What the task requires: You are asked to filter the data below and copy every line holding "nose".
START Data for review
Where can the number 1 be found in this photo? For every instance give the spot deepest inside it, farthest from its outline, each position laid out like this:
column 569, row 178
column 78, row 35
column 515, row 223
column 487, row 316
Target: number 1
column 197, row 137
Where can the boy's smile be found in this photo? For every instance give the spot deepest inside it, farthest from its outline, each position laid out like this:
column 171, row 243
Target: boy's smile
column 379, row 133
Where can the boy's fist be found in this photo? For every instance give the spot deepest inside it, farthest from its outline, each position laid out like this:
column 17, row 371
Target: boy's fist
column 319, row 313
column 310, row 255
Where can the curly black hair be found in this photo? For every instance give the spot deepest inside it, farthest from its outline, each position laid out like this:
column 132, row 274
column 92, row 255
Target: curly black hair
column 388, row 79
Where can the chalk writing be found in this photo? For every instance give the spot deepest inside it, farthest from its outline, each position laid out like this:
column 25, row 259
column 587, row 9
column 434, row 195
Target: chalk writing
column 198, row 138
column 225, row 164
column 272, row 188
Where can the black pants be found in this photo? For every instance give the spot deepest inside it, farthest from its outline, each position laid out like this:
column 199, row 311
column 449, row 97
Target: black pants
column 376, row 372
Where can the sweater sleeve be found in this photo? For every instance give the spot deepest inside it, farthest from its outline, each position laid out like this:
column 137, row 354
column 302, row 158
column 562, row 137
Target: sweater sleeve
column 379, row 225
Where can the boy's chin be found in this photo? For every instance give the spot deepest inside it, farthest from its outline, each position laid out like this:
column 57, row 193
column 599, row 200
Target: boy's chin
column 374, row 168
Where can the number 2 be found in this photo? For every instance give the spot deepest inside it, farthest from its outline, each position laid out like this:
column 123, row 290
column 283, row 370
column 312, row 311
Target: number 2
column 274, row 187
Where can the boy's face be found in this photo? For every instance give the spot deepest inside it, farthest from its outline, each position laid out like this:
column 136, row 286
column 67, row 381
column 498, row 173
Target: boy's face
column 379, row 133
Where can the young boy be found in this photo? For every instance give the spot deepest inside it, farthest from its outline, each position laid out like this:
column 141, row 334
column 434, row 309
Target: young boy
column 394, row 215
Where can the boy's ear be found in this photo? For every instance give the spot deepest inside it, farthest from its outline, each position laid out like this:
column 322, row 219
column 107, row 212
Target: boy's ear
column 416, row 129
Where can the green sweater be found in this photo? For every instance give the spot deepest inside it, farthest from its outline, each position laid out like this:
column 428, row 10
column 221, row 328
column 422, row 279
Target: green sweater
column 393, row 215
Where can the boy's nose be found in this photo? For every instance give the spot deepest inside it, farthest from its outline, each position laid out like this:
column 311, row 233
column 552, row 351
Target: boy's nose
END Data for review
Result of the exercise:
Where can the boy's nose be found in this photo? For every instance give the spot deepest inside it, farthest from its outline, each position laid out like this:
Target: boy's nose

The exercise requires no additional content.